» Records for the exercise:
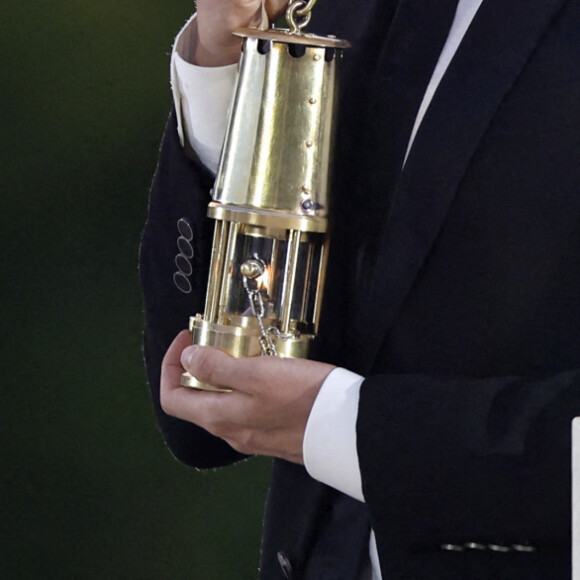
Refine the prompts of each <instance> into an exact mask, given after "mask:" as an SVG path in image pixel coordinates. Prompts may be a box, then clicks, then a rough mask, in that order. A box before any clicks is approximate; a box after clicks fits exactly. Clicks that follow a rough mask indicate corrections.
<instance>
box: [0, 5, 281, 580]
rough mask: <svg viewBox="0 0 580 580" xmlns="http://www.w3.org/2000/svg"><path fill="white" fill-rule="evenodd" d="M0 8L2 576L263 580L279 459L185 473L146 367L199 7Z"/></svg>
mask: <svg viewBox="0 0 580 580" xmlns="http://www.w3.org/2000/svg"><path fill="white" fill-rule="evenodd" d="M3 6H4V8H3V10H2V18H1V19H0V48H1V54H2V60H3V67H2V68H3V70H2V75H1V77H0V78H1V81H0V82H1V83H2V85H1V90H0V120H1V123H0V128H1V133H0V139H1V141H0V168H1V170H0V171H1V174H0V177H1V179H0V187H1V195H2V197H1V201H2V205H1V210H0V223H1V227H0V237H1V240H0V247H1V254H0V255H1V257H2V266H1V268H0V276H1V278H0V279H1V285H0V293H1V304H2V334H1V338H0V344H1V349H2V352H1V356H2V358H1V368H2V371H1V374H0V377H1V379H0V380H1V388H0V417H1V419H0V437H1V451H0V453H1V455H0V461H1V463H0V466H1V467H0V534H1V537H0V578H2V579H12V578H18V579H20V578H22V579H28V578H32V579H34V578H59V579H60V578H63V579H66V578H79V579H83V578H99V579H102V578H110V579H115V578H129V579H130V578H140V579H181V578H188V579H209V580H213V579H216V580H228V579H235V580H237V579H246V578H247V579H253V578H256V576H257V572H256V570H257V563H258V553H259V537H260V525H261V518H262V507H263V502H264V498H265V494H266V489H267V480H268V471H269V467H270V462H269V461H268V460H251V461H248V462H246V463H244V464H241V465H238V466H235V467H232V468H229V469H226V470H221V471H219V472H208V473H200V472H196V471H194V470H190V469H188V468H186V467H184V466H182V465H180V464H179V463H177V462H176V461H175V460H174V459H173V458H172V457H171V455H170V454H169V452H168V451H167V450H166V449H165V448H164V445H163V442H162V440H161V437H160V436H159V434H158V432H157V429H156V426H155V423H154V420H153V415H152V412H151V408H150V403H149V399H148V391H147V387H146V384H145V378H144V372H143V368H142V358H141V327H142V317H141V296H140V289H139V282H138V273H137V251H138V245H139V236H140V231H141V228H142V225H143V222H144V219H145V211H146V206H147V193H148V187H149V183H150V180H151V177H152V174H153V171H154V168H155V161H156V156H157V149H158V143H159V139H160V137H161V133H162V130H163V126H164V123H165V120H166V117H167V114H168V112H169V108H170V103H171V101H170V92H169V83H168V65H169V53H170V48H171V43H172V40H173V37H174V36H175V34H176V33H177V31H178V30H179V28H180V27H181V26H182V24H183V23H184V22H185V20H186V18H187V17H188V16H189V15H190V14H191V12H192V11H193V4H192V3H190V2H187V1H180V2H175V3H168V2H157V1H154V0H140V1H138V2H137V1H136V0H115V1H114V0H101V1H100V2H98V3H96V4H91V3H89V2H86V0H84V1H81V0H60V1H59V2H57V1H56V0H35V1H34V2H31V1H29V0H25V1H23V0H3ZM185 324H186V321H184V325H185Z"/></svg>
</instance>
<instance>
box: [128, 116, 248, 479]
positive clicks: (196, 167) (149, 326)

» Work required:
All lines in the records above with "instance" need to be found and copied.

» Task solution:
Refine the prompts of each <instance> into an exact mask, given after "mask:" as an SVG path in image pixel coordinates. Prompts may be a box, then clicks, then a rough mask, in that order. A box before any clicks is approximate; a box after clicks fits exactly. Clicks that follow a rough mask indicate corrections.
<instance>
</instance>
<instance>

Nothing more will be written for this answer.